**SOURCE EXTRACT:**
>> Begin
Block size (a multiple of 8K) can be specified per column.  The amount
of memory buffered per file is equal to the block size configured for
that column.

Executor touch points:

Column store offers access methods such as
aocs_beginscan(), aocs_getnext(), aocs_fetch(), aocs_rescan(),
aocs_insert().  One may come across a bunch of conditionals sprinkled
around executor code to invoke either heap, appendonly row or column
store access methods.  A better abstraction layer would have made the
code much cleaner but we don't have it today.

Scan of column oriented tables is performed by reading the projected
columns' files in a loop.  Note that the values stored in the files
contain only data, no MVCC information is stored.  Scan node returns a
tuple table slot, just like in case of heap tables.  The slot contains
virtual tuples.  The values and nulls arrays contain the values read
from respective files.  If needed during execution, the virtual tuples
are converted to what we call "memtuples".  Memtuples are similar to
minimal tuples but supposedly more optimized for accessing individual
datums.
>> End
**SHORT EXERCISE 1:** In the column store notes, what must a column's block size be a multiple of?

**DATA SHOWN:**
>> Begin
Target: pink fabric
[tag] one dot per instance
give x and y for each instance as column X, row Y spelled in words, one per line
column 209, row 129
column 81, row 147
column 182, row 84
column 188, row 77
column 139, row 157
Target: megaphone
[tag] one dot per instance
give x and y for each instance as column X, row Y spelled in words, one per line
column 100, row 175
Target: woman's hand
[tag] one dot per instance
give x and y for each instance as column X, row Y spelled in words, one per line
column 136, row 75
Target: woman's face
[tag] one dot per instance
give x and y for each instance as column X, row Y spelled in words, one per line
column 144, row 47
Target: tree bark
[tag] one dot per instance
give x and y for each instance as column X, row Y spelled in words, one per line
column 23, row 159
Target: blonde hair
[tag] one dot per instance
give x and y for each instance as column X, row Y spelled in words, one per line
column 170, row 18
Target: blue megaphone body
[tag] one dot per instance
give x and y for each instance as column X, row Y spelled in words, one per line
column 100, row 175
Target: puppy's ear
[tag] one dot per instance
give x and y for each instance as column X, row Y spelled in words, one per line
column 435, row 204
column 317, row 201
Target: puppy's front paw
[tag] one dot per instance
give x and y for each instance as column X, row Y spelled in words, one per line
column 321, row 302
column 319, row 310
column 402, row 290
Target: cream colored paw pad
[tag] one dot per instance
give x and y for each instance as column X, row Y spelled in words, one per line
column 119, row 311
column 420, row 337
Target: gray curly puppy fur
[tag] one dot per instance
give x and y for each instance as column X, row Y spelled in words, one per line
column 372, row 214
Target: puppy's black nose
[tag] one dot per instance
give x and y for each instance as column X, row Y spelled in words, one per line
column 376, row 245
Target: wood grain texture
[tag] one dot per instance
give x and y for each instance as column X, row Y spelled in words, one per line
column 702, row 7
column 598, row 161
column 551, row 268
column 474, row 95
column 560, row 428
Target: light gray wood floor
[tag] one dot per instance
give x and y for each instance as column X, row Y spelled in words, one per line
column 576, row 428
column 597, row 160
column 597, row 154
>> End
**SHORT EXERCISE 2:** Copy out in full each line of the records that contains the word "megaphone".

**CORRECT ANSWER 1:** 8K

**CORRECT ANSWER 2:**
Target: megaphone
Target: blue megaphone body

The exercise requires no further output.